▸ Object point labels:
________________

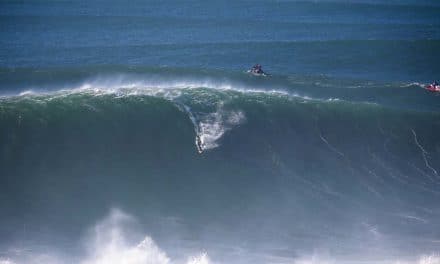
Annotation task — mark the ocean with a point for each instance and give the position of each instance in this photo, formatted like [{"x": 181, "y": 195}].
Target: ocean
[{"x": 130, "y": 132}]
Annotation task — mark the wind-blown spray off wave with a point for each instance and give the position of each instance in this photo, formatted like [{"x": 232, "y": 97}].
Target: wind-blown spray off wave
[{"x": 285, "y": 170}]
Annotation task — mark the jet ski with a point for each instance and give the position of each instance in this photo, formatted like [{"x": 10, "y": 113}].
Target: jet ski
[
  {"x": 434, "y": 87},
  {"x": 257, "y": 71}
]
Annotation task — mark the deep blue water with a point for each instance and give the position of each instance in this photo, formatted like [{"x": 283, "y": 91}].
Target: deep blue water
[{"x": 332, "y": 158}]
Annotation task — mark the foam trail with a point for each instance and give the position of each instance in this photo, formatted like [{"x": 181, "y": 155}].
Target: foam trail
[{"x": 424, "y": 152}]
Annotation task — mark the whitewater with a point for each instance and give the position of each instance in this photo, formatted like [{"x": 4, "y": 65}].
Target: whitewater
[{"x": 131, "y": 132}]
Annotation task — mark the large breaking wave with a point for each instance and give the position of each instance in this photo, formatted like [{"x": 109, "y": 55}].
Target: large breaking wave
[{"x": 285, "y": 169}]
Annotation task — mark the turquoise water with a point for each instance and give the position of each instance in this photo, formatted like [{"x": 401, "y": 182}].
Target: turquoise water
[{"x": 333, "y": 158}]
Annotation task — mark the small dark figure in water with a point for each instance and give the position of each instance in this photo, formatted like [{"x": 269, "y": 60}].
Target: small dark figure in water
[
  {"x": 257, "y": 69},
  {"x": 199, "y": 144}
]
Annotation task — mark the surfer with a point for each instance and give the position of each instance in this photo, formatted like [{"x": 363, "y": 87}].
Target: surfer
[
  {"x": 433, "y": 87},
  {"x": 199, "y": 144}
]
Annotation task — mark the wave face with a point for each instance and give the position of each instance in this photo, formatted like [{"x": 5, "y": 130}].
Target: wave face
[
  {"x": 281, "y": 175},
  {"x": 131, "y": 133}
]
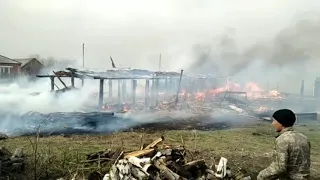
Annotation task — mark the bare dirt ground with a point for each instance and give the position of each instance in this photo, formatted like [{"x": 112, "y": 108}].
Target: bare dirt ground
[{"x": 249, "y": 148}]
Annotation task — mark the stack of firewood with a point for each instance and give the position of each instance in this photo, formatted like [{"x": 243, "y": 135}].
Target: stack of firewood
[
  {"x": 156, "y": 163},
  {"x": 11, "y": 163}
]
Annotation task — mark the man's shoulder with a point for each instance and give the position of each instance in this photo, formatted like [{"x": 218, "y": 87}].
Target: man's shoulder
[{"x": 291, "y": 136}]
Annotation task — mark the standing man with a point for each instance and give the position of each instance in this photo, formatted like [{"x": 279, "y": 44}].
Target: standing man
[{"x": 292, "y": 159}]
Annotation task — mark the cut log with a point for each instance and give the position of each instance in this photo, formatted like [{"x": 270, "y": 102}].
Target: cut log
[
  {"x": 18, "y": 153},
  {"x": 164, "y": 171},
  {"x": 194, "y": 164},
  {"x": 154, "y": 143},
  {"x": 139, "y": 153}
]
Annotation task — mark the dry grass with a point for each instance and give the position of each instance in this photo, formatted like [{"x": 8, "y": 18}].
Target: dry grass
[{"x": 250, "y": 148}]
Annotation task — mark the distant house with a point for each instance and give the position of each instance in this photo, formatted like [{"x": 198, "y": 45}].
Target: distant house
[
  {"x": 9, "y": 67},
  {"x": 30, "y": 66}
]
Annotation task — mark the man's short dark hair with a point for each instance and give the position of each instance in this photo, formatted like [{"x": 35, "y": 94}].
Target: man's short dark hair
[{"x": 285, "y": 117}]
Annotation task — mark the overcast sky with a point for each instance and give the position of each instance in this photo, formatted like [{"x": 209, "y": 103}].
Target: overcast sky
[{"x": 135, "y": 32}]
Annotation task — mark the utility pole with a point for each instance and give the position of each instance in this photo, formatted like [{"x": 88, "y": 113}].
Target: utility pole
[
  {"x": 82, "y": 80},
  {"x": 160, "y": 62},
  {"x": 83, "y": 55}
]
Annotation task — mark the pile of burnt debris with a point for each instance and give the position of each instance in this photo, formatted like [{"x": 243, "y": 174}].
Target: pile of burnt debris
[
  {"x": 11, "y": 163},
  {"x": 156, "y": 162}
]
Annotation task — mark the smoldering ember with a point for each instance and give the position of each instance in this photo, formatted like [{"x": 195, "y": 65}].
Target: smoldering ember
[{"x": 151, "y": 101}]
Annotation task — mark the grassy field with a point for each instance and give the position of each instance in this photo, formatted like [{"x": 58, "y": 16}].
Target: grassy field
[{"x": 250, "y": 148}]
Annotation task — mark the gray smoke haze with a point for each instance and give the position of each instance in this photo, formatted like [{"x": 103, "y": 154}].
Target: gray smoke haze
[
  {"x": 260, "y": 35},
  {"x": 297, "y": 44}
]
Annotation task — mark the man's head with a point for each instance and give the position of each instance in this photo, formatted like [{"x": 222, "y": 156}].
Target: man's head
[{"x": 283, "y": 118}]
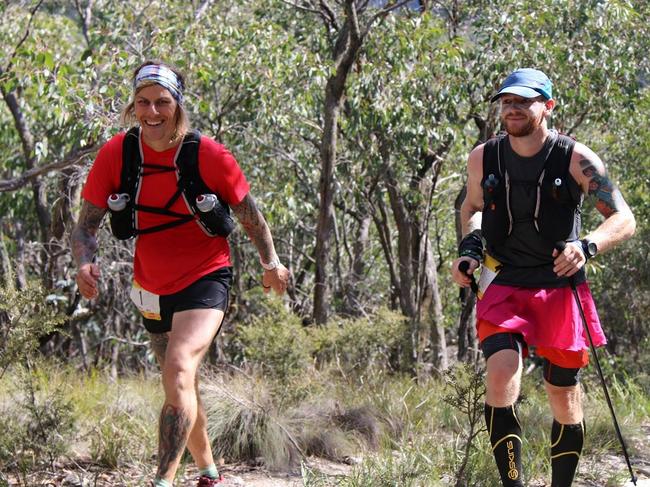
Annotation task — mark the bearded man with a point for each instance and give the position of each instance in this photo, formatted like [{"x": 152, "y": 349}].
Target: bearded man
[{"x": 525, "y": 190}]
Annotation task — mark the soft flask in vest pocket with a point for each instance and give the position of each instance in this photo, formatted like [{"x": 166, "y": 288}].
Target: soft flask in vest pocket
[
  {"x": 214, "y": 215},
  {"x": 121, "y": 216},
  {"x": 495, "y": 225}
]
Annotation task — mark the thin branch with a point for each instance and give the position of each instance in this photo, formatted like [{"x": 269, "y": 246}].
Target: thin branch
[
  {"x": 70, "y": 160},
  {"x": 24, "y": 38},
  {"x": 383, "y": 12},
  {"x": 202, "y": 9},
  {"x": 328, "y": 13}
]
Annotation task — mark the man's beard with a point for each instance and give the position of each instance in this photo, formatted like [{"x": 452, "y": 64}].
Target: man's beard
[{"x": 521, "y": 130}]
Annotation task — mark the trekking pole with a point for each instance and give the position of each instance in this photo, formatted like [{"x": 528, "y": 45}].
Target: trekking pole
[
  {"x": 462, "y": 267},
  {"x": 560, "y": 247}
]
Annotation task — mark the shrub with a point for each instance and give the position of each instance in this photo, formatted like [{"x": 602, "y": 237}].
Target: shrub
[
  {"x": 25, "y": 315},
  {"x": 360, "y": 344},
  {"x": 276, "y": 342},
  {"x": 37, "y": 427}
]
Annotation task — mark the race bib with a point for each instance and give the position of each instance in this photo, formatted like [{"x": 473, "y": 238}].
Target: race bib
[
  {"x": 148, "y": 303},
  {"x": 489, "y": 271}
]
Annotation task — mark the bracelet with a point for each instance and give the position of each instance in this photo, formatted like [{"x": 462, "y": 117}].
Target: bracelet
[{"x": 275, "y": 262}]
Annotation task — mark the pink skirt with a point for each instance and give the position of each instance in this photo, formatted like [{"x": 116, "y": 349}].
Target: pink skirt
[{"x": 545, "y": 317}]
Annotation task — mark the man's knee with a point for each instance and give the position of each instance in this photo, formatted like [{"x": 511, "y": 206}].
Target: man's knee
[
  {"x": 560, "y": 376},
  {"x": 502, "y": 353}
]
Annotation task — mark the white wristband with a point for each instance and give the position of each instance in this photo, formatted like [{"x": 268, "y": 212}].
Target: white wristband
[{"x": 271, "y": 265}]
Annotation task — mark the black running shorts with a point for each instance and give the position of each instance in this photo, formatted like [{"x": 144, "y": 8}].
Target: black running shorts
[{"x": 209, "y": 292}]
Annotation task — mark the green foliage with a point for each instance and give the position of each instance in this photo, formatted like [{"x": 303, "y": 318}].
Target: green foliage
[
  {"x": 377, "y": 342},
  {"x": 121, "y": 435},
  {"x": 25, "y": 315},
  {"x": 38, "y": 426}
]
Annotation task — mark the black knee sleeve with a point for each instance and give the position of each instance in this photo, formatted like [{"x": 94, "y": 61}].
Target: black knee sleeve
[
  {"x": 566, "y": 447},
  {"x": 502, "y": 341},
  {"x": 560, "y": 376},
  {"x": 505, "y": 436}
]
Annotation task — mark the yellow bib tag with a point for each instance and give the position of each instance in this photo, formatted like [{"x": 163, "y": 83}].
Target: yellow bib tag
[
  {"x": 489, "y": 271},
  {"x": 148, "y": 303}
]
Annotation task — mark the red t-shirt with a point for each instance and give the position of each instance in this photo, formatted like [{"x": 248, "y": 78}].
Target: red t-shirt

________________

Could you give the stretch from the line containing "Annotation task — mark the red" through the end of the material as a numbered list, with blank lines left out?

1. Annotation task — mark the red t-shirt with a point for each instance and give the position of each instance in this photo, formatted like [{"x": 248, "y": 78}].
2. Target: red t-shirt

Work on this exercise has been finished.